> **Short problem**
From the line with "For each instance of the bald" through the end of the material, swap "photo" for "image" everywhere it appears, keeping everything else the same. Give back only those lines, without the picture markers.

(Excerpts from point annotation data)

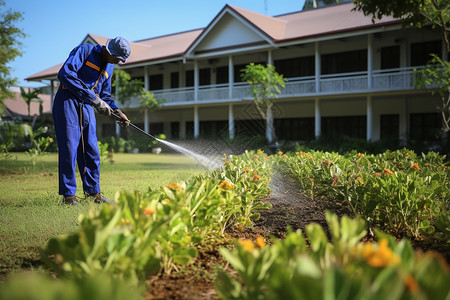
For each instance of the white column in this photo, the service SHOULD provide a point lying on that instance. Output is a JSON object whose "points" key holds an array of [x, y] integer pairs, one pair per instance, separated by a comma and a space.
{"points": [[269, 125], [270, 57], [196, 80], [196, 123], [230, 77], [317, 118], [230, 121], [116, 96], [369, 118], [52, 94], [369, 60], [146, 123], [444, 51], [146, 79], [182, 129], [403, 122], [182, 77], [317, 66]]}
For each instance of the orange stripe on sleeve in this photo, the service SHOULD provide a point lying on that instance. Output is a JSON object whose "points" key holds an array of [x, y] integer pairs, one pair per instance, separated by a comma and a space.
{"points": [[88, 63]]}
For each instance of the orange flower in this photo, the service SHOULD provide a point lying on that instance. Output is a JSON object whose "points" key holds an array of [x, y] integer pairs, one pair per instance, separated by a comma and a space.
{"points": [[260, 242], [149, 211], [388, 172], [174, 186], [381, 257], [226, 184], [335, 180], [411, 285], [415, 167], [247, 244]]}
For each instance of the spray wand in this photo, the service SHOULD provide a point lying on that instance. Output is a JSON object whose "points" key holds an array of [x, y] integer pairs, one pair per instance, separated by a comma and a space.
{"points": [[134, 126]]}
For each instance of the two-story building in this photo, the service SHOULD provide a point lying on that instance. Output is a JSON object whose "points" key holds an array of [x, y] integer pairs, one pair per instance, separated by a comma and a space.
{"points": [[345, 76]]}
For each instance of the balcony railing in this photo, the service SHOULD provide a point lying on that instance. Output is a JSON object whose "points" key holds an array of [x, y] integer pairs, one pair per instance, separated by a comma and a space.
{"points": [[345, 83]]}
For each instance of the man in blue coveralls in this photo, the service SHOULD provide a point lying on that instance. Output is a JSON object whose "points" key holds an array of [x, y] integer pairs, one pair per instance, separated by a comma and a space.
{"points": [[85, 84]]}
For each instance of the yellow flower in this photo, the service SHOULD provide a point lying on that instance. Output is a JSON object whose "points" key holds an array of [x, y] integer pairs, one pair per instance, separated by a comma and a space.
{"points": [[383, 256], [124, 222], [226, 184], [149, 211], [174, 186], [411, 285], [388, 172], [247, 244], [260, 242]]}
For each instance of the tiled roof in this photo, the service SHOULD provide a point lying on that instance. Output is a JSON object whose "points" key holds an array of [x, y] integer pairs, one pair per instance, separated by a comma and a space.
{"points": [[18, 106], [293, 26]]}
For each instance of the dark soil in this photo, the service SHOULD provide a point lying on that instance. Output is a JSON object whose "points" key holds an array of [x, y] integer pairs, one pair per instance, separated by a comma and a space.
{"points": [[290, 207]]}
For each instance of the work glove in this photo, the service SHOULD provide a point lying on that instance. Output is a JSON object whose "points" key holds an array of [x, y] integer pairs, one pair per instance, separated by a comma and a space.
{"points": [[101, 106], [122, 119]]}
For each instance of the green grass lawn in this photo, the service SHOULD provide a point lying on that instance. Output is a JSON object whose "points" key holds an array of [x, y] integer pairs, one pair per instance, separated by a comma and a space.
{"points": [[30, 207]]}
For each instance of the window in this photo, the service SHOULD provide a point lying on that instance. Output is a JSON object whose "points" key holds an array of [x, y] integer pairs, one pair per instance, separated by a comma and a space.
{"points": [[221, 75], [205, 76], [390, 57], [156, 82], [354, 126], [389, 127], [344, 62], [420, 52], [298, 129], [295, 67], [190, 78], [174, 80], [425, 127]]}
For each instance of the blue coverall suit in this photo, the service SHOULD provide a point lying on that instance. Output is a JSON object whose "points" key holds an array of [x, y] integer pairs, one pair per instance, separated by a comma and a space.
{"points": [[83, 76]]}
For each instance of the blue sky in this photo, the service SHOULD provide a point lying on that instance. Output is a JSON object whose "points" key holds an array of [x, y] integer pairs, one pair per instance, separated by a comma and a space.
{"points": [[54, 27]]}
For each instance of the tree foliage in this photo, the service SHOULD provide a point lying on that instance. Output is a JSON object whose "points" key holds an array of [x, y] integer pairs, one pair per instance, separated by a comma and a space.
{"points": [[10, 45], [265, 85], [29, 97], [437, 76], [129, 88], [416, 13]]}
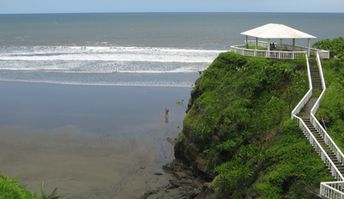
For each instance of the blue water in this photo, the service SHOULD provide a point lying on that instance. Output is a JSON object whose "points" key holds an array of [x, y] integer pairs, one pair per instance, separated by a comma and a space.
{"points": [[137, 49]]}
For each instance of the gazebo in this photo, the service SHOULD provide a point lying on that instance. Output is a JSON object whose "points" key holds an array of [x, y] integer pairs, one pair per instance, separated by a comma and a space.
{"points": [[271, 32]]}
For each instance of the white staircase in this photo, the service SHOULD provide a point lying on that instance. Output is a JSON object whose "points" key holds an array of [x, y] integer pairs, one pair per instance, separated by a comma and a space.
{"points": [[316, 134]]}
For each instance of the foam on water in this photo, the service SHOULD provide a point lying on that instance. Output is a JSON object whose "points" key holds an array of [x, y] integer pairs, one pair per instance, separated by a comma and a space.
{"points": [[103, 65]]}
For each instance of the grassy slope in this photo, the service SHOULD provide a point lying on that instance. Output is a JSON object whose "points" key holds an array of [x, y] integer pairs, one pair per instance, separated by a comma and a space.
{"points": [[331, 111], [237, 130]]}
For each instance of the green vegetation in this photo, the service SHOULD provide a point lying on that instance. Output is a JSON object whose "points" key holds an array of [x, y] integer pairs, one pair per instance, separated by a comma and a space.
{"points": [[238, 131], [10, 189], [331, 111]]}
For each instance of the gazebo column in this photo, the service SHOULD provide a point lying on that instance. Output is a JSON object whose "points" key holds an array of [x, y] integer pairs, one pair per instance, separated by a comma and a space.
{"points": [[246, 40], [294, 44], [309, 47], [256, 42], [268, 52]]}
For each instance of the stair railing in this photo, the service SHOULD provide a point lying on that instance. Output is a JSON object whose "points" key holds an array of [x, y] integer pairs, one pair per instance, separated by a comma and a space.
{"points": [[307, 96], [332, 190], [309, 135], [327, 138]]}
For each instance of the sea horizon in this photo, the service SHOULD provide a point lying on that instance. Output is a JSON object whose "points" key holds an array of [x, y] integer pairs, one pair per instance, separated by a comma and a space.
{"points": [[85, 95]]}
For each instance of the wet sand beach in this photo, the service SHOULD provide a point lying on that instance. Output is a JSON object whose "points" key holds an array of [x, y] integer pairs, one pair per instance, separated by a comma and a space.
{"points": [[89, 142]]}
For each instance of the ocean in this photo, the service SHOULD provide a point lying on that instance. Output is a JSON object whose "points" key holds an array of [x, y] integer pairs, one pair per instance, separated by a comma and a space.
{"points": [[132, 49], [83, 96]]}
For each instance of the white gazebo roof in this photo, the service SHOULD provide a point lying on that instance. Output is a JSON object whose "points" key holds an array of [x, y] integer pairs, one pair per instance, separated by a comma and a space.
{"points": [[277, 31]]}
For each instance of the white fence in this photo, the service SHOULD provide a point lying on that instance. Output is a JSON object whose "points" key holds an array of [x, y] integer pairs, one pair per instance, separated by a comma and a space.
{"points": [[286, 51], [332, 190], [239, 49], [327, 189]]}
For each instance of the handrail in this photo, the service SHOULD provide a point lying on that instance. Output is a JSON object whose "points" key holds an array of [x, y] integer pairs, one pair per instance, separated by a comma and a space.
{"points": [[318, 148], [329, 191], [240, 49], [307, 96], [313, 141], [327, 138]]}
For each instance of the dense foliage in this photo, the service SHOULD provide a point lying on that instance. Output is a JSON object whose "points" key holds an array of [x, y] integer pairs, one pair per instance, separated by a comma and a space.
{"points": [[331, 111], [238, 130]]}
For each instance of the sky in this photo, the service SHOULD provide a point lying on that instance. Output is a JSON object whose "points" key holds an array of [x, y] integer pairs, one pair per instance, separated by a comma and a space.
{"points": [[80, 6]]}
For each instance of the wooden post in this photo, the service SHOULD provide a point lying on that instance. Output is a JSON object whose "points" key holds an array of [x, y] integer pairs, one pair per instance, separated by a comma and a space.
{"points": [[309, 47], [293, 44], [256, 42]]}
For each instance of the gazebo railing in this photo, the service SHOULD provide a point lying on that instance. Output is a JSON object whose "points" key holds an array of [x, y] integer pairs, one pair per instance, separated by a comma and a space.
{"points": [[242, 50], [263, 45]]}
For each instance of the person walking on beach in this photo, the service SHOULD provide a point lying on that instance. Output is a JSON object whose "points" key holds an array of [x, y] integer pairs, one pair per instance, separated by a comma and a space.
{"points": [[166, 114]]}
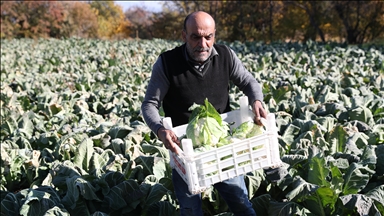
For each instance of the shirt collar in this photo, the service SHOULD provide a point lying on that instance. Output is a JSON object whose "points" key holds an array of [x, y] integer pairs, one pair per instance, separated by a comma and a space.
{"points": [[214, 53]]}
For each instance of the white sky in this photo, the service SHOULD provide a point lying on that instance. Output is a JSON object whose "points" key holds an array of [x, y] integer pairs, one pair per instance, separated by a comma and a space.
{"points": [[154, 6]]}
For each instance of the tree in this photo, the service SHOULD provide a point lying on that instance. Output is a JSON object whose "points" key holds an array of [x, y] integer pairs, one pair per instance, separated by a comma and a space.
{"points": [[141, 22], [81, 21], [111, 20], [361, 20], [314, 10], [32, 19]]}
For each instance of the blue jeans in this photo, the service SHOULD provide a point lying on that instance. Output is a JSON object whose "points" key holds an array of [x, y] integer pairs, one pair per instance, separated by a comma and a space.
{"points": [[233, 191]]}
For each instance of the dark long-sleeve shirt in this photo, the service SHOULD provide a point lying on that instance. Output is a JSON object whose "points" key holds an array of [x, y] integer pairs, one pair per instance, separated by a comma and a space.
{"points": [[159, 84]]}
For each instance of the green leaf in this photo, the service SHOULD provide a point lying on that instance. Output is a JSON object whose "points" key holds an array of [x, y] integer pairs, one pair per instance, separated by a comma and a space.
{"points": [[84, 154], [161, 208], [318, 171], [356, 178], [363, 114], [10, 204], [337, 138], [358, 204], [301, 190]]}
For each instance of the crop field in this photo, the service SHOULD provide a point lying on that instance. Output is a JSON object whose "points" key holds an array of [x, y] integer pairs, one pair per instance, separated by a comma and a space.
{"points": [[73, 141]]}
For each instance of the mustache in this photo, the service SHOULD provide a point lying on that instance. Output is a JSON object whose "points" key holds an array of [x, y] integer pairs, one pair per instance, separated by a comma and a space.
{"points": [[201, 49]]}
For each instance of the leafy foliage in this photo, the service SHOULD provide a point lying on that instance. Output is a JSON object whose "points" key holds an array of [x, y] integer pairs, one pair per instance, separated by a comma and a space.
{"points": [[73, 140]]}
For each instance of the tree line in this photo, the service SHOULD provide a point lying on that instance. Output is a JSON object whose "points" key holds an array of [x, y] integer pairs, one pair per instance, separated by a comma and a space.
{"points": [[353, 22]]}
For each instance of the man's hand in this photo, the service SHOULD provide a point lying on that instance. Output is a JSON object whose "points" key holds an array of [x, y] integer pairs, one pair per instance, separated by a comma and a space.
{"points": [[169, 138], [259, 111]]}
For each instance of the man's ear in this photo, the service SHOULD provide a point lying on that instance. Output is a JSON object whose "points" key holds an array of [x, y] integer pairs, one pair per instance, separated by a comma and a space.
{"points": [[184, 35]]}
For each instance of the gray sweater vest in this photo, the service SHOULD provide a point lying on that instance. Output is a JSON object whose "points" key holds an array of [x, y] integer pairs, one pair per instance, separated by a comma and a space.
{"points": [[188, 86]]}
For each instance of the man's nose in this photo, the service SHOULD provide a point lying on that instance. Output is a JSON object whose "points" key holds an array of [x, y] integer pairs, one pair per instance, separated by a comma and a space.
{"points": [[202, 42]]}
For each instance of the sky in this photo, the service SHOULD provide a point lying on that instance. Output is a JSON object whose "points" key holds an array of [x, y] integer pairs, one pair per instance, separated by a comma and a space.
{"points": [[154, 6]]}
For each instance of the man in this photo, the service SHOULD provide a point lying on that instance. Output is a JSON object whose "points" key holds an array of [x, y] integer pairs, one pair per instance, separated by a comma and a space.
{"points": [[188, 74]]}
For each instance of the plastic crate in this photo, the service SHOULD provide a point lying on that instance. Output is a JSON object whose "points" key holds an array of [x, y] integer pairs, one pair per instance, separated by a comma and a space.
{"points": [[201, 170]]}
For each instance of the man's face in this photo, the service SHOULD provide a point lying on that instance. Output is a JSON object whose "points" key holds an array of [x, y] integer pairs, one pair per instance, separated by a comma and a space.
{"points": [[199, 38]]}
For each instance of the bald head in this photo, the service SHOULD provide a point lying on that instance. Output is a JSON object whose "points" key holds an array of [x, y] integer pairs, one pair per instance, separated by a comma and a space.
{"points": [[199, 18], [199, 35]]}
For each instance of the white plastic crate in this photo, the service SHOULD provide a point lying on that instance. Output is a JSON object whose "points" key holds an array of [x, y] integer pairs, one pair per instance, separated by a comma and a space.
{"points": [[201, 170]]}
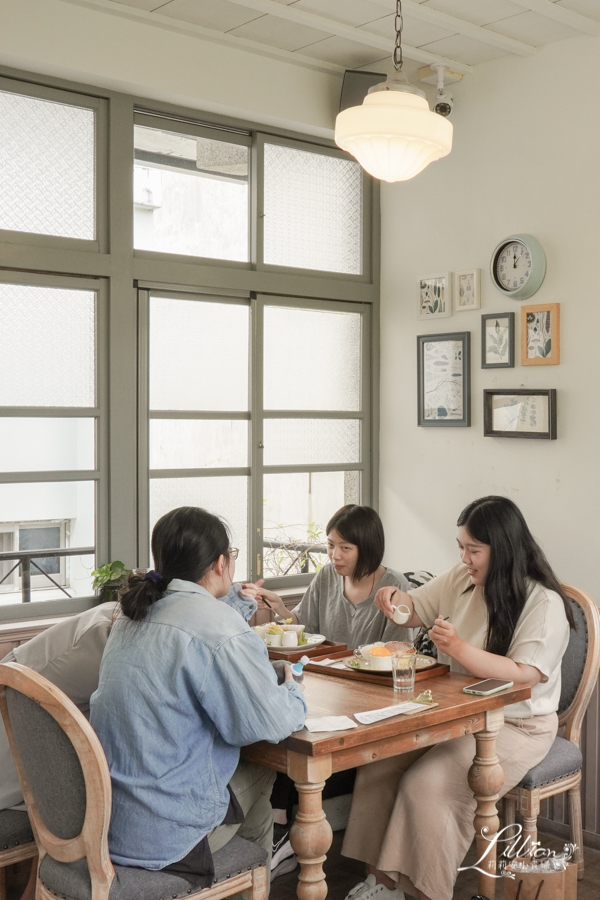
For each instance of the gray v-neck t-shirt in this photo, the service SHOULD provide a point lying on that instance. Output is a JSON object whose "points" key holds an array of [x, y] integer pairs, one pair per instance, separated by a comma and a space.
{"points": [[325, 610]]}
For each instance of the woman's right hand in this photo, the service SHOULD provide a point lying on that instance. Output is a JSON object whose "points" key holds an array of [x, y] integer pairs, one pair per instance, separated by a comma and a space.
{"points": [[384, 600]]}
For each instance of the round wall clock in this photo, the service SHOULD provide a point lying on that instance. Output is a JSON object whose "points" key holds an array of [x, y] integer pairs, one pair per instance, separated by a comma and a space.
{"points": [[518, 266]]}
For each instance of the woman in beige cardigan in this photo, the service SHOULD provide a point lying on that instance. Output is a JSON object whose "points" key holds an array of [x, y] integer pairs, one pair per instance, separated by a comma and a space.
{"points": [[500, 613]]}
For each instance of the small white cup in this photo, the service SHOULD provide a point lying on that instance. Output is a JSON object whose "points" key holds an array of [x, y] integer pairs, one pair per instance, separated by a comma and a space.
{"points": [[401, 614]]}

> **Exercise response**
For each instance of the bald head in this image, the service SHOULD provide a point lying on that instance. Output is a JSON object whose "points" key holds an array of [x, y] integer pairs, one pair per instance, separated by a comma and a space.
{"points": [[199, 18], [199, 35]]}
For each instance of the white plastic crate in this image, the service SHOULD provide a point lying on that instance. Output is a JSON object whose "points" key holds an array of [x, y] integer pairs, one pair per instance, separated by a comma and a space.
{"points": [[201, 170]]}
For each instance of the gray v-neck t-shirt in this image, the service SHOULD provide a point lying on that instance. Output is a JSON object whose "points" key holds an array of [x, y] integer pairs, one pair per instance, separated by a comma and a space.
{"points": [[325, 610]]}
For each instance of the woman's right hand in this image, the service SHOULD provide a point lying on that instance. Output is a JSON object whose "points" key holds an array of [x, y] integer pairs, one pair per instance, separated by a comma and a space.
{"points": [[384, 600]]}
For each instance of the round wall clock in this image, the service SHOULD provide a point lying on that instance. Output is a JSON object whose "points" key holds an array of [x, y] integer pairs, one pair per instance, separated by a comma and a space.
{"points": [[518, 266]]}
For each instance of the woman in beige cardigan in this image, the service SHOULD provide a point lying on that instance. Output is a JSON object whose "points" key holds an array of [x, y] integer pairs, one pair per instance, separated by a comma and a space.
{"points": [[500, 613]]}
For each instance of the small white cup in this image, the service SHOULD provide a point lying on that instance. Output is a JSON object whose "points" key holds an array of [x, y] integer pairs, one pair per instance, separated by a comma and a space.
{"points": [[401, 614]]}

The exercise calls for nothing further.